▸ PASSAGE PROVIDED:
########################################

We have already discussed in earlier chapters the reason for the difference in these two experiences: the Christian experience is of the genuinely other world of heaven and hell, while the spiritistic experience is only of the aerial part of this world, the “astral plane” of the fallen spirits. Today’s experiences clearly belong to the latter category — but we could not know this unless we accepted (on faith) the Christian revelation of the nature of the other world. Similarly, if Dr. Kubler-Ross and other researchers accept (or are sympathetic to) a non-Christian interpretation of these experiences, it is not because today’s experiences prove this interpretation, but because these researchers themselves already have faith in a non-Christian interpretation of them.
The significance of today’s experiences, therefore, lies in the fact that they are becoming widely known at just the right time to serve as a “confirmation” of a non-Christian view of life after death; they are being used as part of a non-Christian religious movement. Let us look now more closely at the nature of this religious movement.

########################################

▸ RECORD EXTRACTS:
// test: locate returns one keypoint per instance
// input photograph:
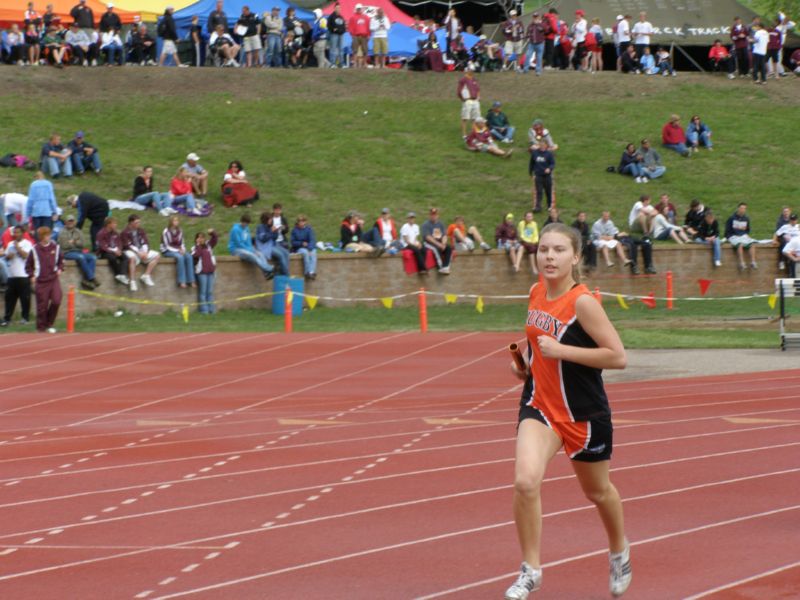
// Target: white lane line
(739, 582)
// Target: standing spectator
(249, 27)
(44, 266)
(641, 34)
(698, 133)
(589, 251)
(514, 33)
(469, 92)
(41, 206)
(673, 137)
(707, 232)
(760, 40)
(273, 25)
(173, 246)
(359, 28)
(55, 158)
(217, 17)
(379, 27)
(434, 236)
(93, 207)
(337, 27)
(240, 243)
(197, 175)
(506, 238)
(169, 34)
(540, 168)
(528, 233)
(205, 269)
(499, 125)
(84, 156)
(737, 230)
(70, 240)
(740, 46)
(304, 243)
(137, 249)
(18, 286)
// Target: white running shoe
(620, 571)
(529, 580)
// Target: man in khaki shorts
(469, 92)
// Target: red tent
(348, 9)
(13, 11)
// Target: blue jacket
(304, 234)
(41, 200)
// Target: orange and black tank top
(561, 390)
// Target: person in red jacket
(44, 266)
(358, 26)
(673, 136)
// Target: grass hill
(326, 142)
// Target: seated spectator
(55, 158)
(604, 238)
(41, 207)
(137, 250)
(304, 243)
(143, 47)
(268, 244)
(630, 163)
(499, 125)
(223, 46)
(240, 244)
(651, 162)
(434, 238)
(506, 237)
(721, 59)
(737, 230)
(673, 137)
(589, 251)
(463, 238)
(84, 156)
(409, 237)
(352, 236)
(663, 229)
(143, 193)
(236, 190)
(109, 246)
(70, 240)
(18, 286)
(173, 246)
(205, 270)
(707, 232)
(111, 46)
(480, 140)
(698, 133)
(197, 175)
(180, 190)
(528, 234)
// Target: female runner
(570, 340)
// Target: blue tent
(233, 9)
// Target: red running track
(367, 466)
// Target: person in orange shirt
(564, 404)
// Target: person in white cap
(197, 174)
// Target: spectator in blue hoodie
(304, 243)
(241, 244)
(41, 205)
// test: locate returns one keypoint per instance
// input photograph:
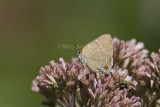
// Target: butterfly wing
(98, 53)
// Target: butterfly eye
(78, 52)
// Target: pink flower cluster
(73, 85)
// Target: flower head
(73, 85)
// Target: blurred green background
(32, 30)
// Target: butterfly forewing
(99, 52)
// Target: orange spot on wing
(106, 67)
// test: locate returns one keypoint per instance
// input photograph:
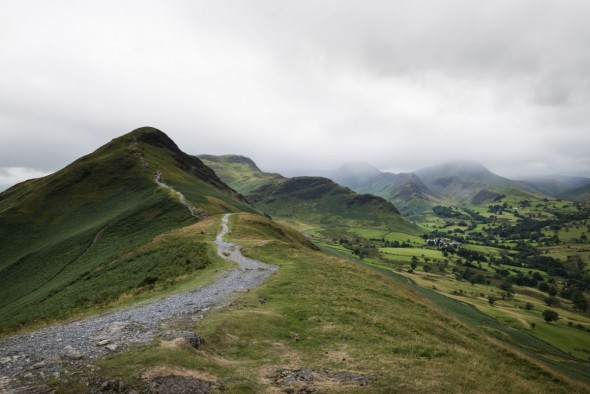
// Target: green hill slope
(323, 324)
(556, 185)
(316, 201)
(240, 172)
(578, 194)
(466, 182)
(321, 201)
(405, 190)
(71, 230)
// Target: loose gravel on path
(52, 350)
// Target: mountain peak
(358, 168)
(153, 136)
(239, 159)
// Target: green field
(322, 312)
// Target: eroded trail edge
(61, 349)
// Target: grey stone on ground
(68, 345)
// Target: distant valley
(423, 281)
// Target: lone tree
(550, 315)
(552, 301)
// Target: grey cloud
(302, 85)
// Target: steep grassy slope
(405, 190)
(342, 324)
(313, 200)
(556, 185)
(322, 202)
(86, 221)
(240, 172)
(578, 194)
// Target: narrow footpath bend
(60, 348)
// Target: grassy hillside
(307, 201)
(239, 172)
(322, 202)
(323, 324)
(406, 190)
(74, 239)
(467, 182)
(556, 185)
(579, 194)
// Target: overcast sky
(300, 86)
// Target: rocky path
(62, 348)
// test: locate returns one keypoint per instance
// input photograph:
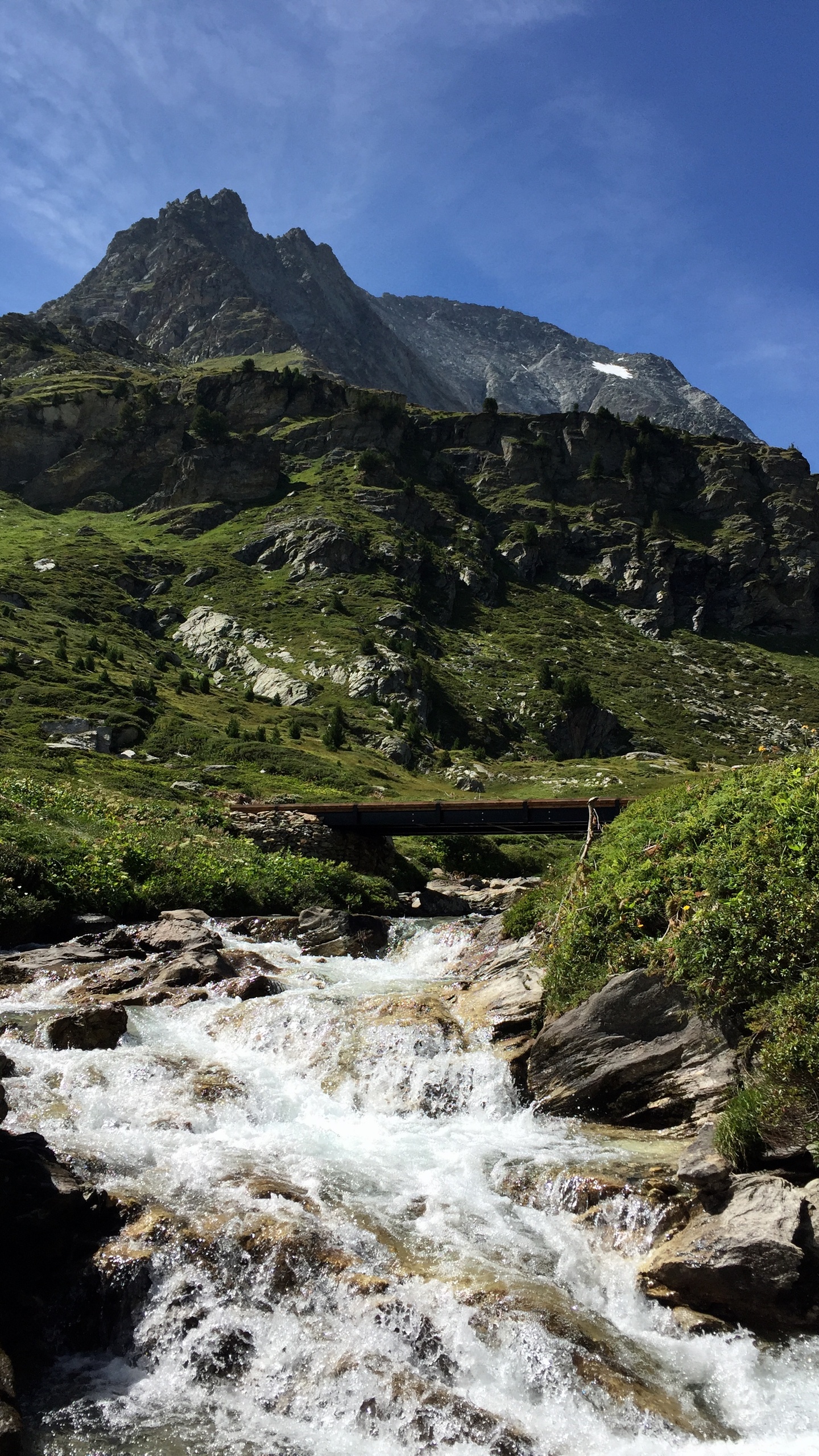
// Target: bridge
(569, 817)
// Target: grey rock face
(752, 1259)
(535, 367)
(634, 1053)
(198, 282)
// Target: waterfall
(353, 1238)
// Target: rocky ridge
(198, 283)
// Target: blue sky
(642, 172)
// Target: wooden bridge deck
(460, 816)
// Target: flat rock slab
(633, 1053)
(337, 932)
(754, 1260)
(98, 1027)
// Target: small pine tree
(333, 736)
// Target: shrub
(713, 886)
(574, 692)
(210, 424)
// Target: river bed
(321, 1190)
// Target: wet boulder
(337, 932)
(750, 1257)
(88, 1030)
(633, 1053)
(177, 931)
(247, 987)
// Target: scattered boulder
(177, 931)
(433, 903)
(701, 1165)
(264, 928)
(200, 966)
(752, 1259)
(198, 576)
(92, 924)
(97, 1027)
(53, 960)
(337, 932)
(101, 501)
(633, 1053)
(247, 987)
(76, 734)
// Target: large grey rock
(636, 1052)
(701, 1165)
(754, 1259)
(337, 932)
(178, 931)
(97, 1027)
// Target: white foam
(401, 1130)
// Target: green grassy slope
(486, 661)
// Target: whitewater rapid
(395, 1299)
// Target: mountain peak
(168, 279)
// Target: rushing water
(391, 1298)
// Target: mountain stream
(336, 1252)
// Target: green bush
(714, 886)
(210, 424)
(63, 851)
(738, 1136)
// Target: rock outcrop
(198, 282)
(748, 1256)
(337, 932)
(633, 1053)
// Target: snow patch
(613, 369)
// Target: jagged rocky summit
(198, 283)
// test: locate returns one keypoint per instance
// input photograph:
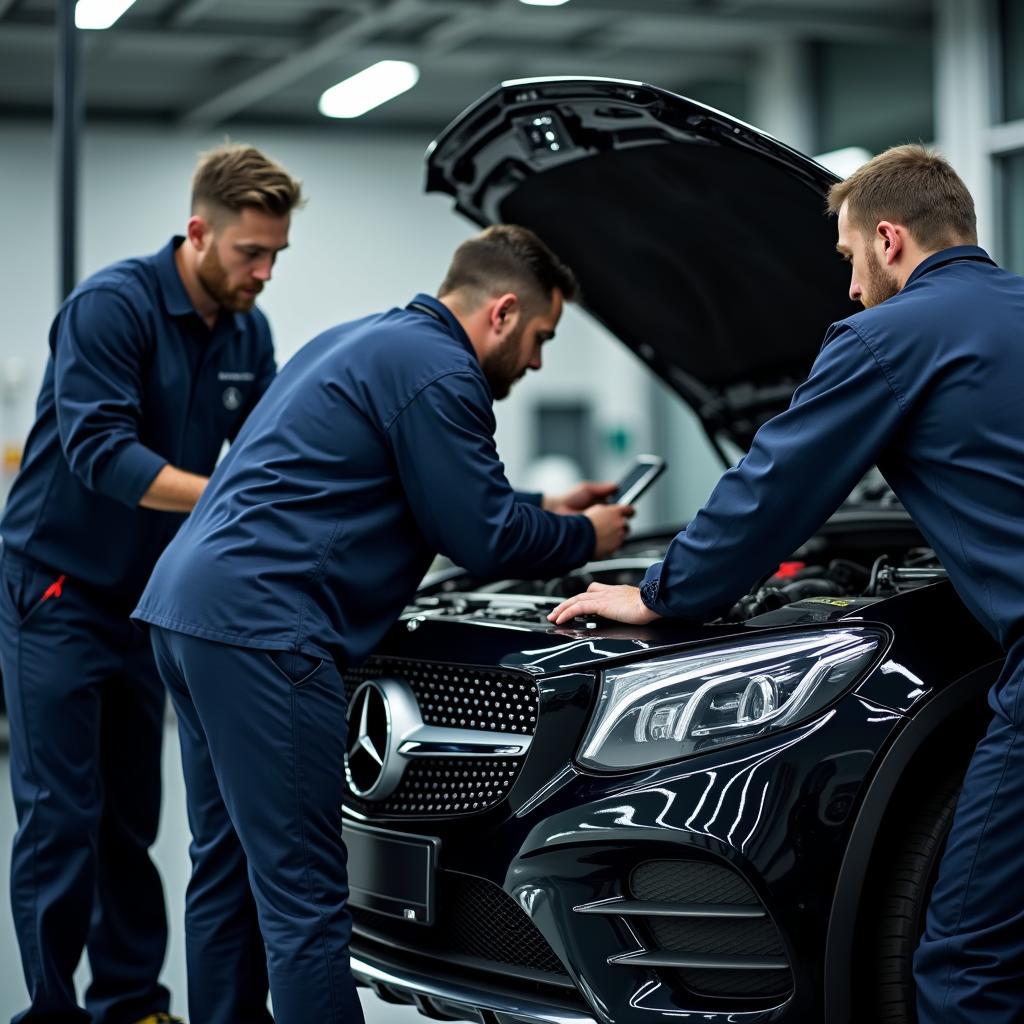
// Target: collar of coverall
(432, 307)
(952, 255)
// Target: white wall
(369, 239)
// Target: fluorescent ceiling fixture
(376, 85)
(99, 13)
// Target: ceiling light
(370, 88)
(99, 13)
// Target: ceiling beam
(189, 10)
(331, 41)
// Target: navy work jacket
(927, 385)
(373, 450)
(135, 380)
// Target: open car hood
(698, 241)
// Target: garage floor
(172, 858)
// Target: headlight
(673, 707)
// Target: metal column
(68, 133)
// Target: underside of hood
(698, 241)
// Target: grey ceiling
(202, 62)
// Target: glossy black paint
(780, 809)
(803, 814)
(666, 209)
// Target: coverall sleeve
(529, 497)
(801, 466)
(448, 462)
(98, 354)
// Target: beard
(501, 367)
(881, 284)
(213, 278)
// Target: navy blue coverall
(372, 451)
(135, 380)
(927, 385)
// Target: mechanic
(154, 364)
(373, 450)
(926, 383)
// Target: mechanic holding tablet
(926, 382)
(371, 452)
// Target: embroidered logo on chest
(231, 398)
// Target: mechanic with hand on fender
(155, 363)
(926, 383)
(373, 450)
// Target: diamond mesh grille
(445, 785)
(454, 697)
(476, 920)
(459, 697)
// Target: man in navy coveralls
(926, 382)
(154, 364)
(372, 451)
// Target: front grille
(455, 697)
(476, 922)
(691, 884)
(444, 785)
(459, 697)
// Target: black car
(734, 821)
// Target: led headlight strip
(677, 706)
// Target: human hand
(580, 498)
(610, 526)
(622, 604)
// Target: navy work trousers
(263, 748)
(85, 707)
(970, 965)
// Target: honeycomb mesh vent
(476, 921)
(694, 883)
(690, 882)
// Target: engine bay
(853, 562)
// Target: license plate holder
(391, 872)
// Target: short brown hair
(236, 176)
(913, 186)
(507, 258)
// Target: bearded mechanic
(154, 364)
(373, 450)
(926, 383)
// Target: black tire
(908, 873)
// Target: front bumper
(449, 999)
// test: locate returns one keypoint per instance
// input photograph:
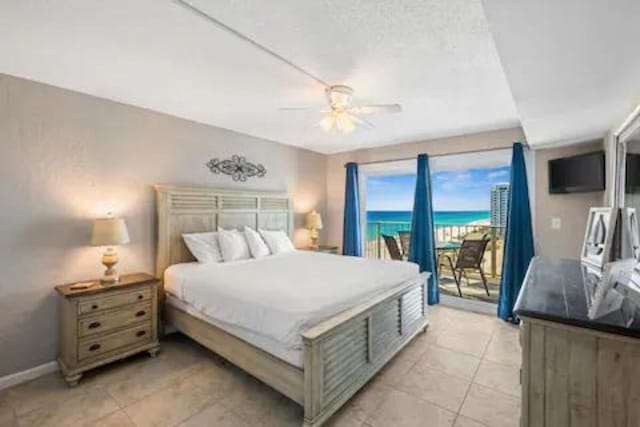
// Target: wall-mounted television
(632, 178)
(576, 174)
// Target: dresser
(104, 323)
(580, 350)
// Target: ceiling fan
(342, 115)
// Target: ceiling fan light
(344, 123)
(327, 122)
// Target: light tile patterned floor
(463, 372)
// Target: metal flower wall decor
(237, 167)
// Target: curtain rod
(482, 150)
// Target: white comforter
(280, 296)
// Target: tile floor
(463, 372)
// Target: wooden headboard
(190, 208)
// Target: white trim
(469, 305)
(28, 375)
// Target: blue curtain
(518, 248)
(351, 239)
(422, 248)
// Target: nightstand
(105, 323)
(322, 248)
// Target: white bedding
(280, 296)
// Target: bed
(318, 346)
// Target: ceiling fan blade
(297, 108)
(376, 109)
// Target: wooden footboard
(344, 352)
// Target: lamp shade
(314, 220)
(109, 231)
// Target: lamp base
(313, 235)
(109, 260)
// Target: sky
(459, 190)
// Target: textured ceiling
(434, 57)
(573, 65)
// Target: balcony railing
(444, 233)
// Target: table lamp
(314, 223)
(109, 232)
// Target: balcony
(448, 238)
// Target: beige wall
(572, 209)
(335, 166)
(67, 158)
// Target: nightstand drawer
(114, 319)
(88, 347)
(118, 299)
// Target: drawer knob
(94, 325)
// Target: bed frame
(340, 354)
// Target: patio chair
(405, 242)
(392, 247)
(469, 256)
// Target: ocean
(440, 218)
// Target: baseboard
(27, 375)
(469, 305)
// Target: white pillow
(257, 246)
(203, 246)
(233, 245)
(278, 241)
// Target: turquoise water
(440, 218)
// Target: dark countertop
(572, 293)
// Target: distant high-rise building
(499, 206)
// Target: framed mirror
(627, 187)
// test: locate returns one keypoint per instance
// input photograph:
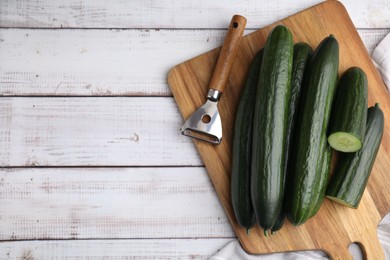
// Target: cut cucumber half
(344, 142)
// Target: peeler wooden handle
(228, 53)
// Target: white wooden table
(92, 162)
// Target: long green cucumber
(353, 169)
(349, 112)
(302, 54)
(311, 146)
(242, 148)
(270, 127)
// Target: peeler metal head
(205, 123)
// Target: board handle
(228, 53)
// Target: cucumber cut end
(342, 202)
(344, 142)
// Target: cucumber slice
(349, 112)
(345, 142)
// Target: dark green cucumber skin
(319, 196)
(301, 57)
(353, 169)
(311, 139)
(349, 110)
(242, 148)
(270, 127)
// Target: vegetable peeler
(205, 123)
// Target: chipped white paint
(172, 14)
(148, 206)
(105, 131)
(194, 249)
(101, 203)
(104, 62)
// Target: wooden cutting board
(335, 226)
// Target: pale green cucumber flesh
(345, 142)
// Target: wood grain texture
(93, 132)
(82, 62)
(188, 82)
(103, 203)
(171, 14)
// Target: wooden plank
(172, 14)
(93, 131)
(104, 62)
(188, 86)
(102, 203)
(132, 249)
(113, 249)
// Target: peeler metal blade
(205, 123)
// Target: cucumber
(349, 112)
(301, 57)
(353, 169)
(311, 165)
(242, 148)
(270, 127)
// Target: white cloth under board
(234, 251)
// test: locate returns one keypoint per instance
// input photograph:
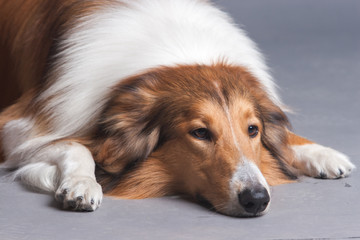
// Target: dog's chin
(232, 209)
(240, 213)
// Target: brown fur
(142, 144)
(149, 119)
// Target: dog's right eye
(201, 134)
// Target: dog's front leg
(318, 161)
(77, 189)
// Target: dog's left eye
(253, 131)
(201, 133)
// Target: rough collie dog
(145, 98)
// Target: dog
(145, 98)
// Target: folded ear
(128, 130)
(275, 140)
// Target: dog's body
(167, 96)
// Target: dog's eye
(253, 131)
(201, 133)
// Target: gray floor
(313, 48)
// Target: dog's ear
(128, 130)
(275, 140)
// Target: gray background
(314, 52)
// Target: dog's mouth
(239, 209)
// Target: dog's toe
(322, 162)
(80, 194)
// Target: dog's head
(213, 129)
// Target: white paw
(318, 161)
(79, 193)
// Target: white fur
(246, 175)
(119, 41)
(107, 46)
(57, 166)
(318, 161)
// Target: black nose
(254, 200)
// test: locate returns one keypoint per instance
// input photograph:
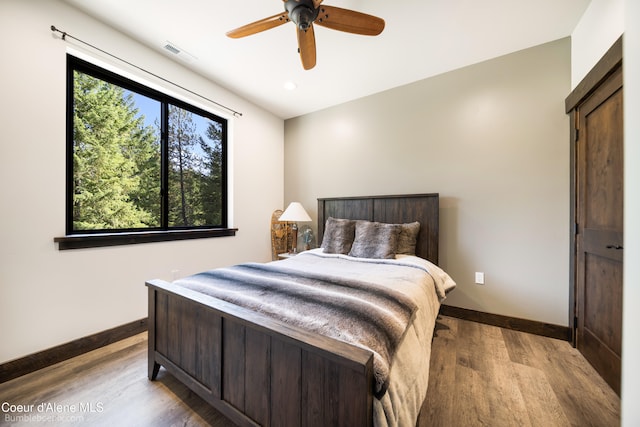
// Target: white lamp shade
(295, 213)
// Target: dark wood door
(599, 214)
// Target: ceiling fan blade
(307, 47)
(258, 26)
(349, 21)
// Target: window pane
(116, 157)
(195, 170)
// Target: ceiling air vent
(180, 53)
(171, 48)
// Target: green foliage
(117, 164)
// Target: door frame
(608, 64)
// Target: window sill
(82, 241)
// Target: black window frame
(75, 239)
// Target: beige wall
(48, 297)
(493, 140)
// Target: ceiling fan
(304, 13)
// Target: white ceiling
(422, 38)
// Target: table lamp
(295, 213)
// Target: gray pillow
(338, 235)
(407, 238)
(375, 240)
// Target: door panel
(599, 214)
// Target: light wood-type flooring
(480, 376)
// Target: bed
(259, 366)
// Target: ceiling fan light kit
(304, 13)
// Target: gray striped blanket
(370, 315)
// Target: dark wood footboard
(253, 369)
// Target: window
(139, 161)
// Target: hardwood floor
(480, 375)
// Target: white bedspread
(409, 376)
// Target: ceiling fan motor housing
(301, 12)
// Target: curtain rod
(64, 38)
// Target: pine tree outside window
(139, 160)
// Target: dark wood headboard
(396, 209)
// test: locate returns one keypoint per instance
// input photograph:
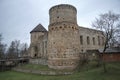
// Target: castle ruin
(62, 44)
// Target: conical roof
(39, 28)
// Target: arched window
(98, 40)
(93, 40)
(81, 40)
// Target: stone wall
(63, 38)
(38, 61)
(96, 39)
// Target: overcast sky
(19, 17)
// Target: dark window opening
(81, 40)
(88, 40)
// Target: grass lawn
(89, 74)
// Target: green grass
(89, 74)
(35, 67)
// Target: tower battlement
(63, 12)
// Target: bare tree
(109, 23)
(13, 50)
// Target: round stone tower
(63, 37)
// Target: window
(81, 40)
(88, 40)
(102, 40)
(93, 41)
(98, 40)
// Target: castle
(65, 40)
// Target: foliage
(16, 49)
(109, 23)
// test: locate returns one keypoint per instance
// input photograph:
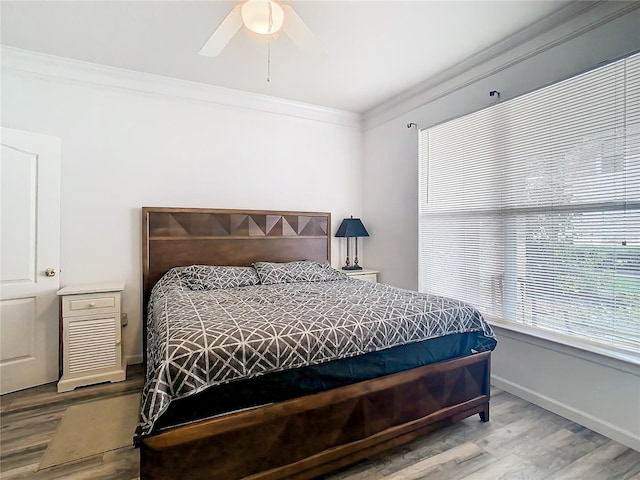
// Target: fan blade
(300, 34)
(223, 34)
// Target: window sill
(627, 361)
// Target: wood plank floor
(522, 441)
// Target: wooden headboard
(173, 237)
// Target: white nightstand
(91, 335)
(366, 274)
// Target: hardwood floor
(522, 441)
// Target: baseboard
(607, 429)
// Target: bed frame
(314, 434)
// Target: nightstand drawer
(75, 305)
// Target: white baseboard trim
(607, 429)
(133, 359)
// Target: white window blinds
(530, 209)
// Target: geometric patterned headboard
(186, 236)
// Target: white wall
(151, 142)
(563, 382)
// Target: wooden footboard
(305, 437)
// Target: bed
(319, 396)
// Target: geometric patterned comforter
(202, 338)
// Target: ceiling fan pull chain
(268, 62)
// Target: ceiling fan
(265, 17)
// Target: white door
(29, 245)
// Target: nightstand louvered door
(91, 335)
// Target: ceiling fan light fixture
(263, 16)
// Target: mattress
(204, 340)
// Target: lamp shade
(262, 16)
(352, 227)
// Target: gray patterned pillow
(210, 277)
(293, 272)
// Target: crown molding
(575, 19)
(70, 71)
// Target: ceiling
(375, 49)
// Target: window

########################################

▸ ACTIONS TO TAKE:
a - In the passage on after-death experiences, what does the spiritistic experience consist of?
b - According to the passage on after-death experiences, why do Dr. Kubler-Ross and other researchers accept or sympathize with a non-Christian interpretation of these experiences? Answer in one to three sentences.

▸ ANSWERS TO THE EXERCISES:
a - It is only of the aerial part of this world, the "astral plane" of the fallen spirits.

b - The experiences themselves do not prove that interpretation. The researchers accept it because they already have faith in a non-Christian interpretation of the experiences.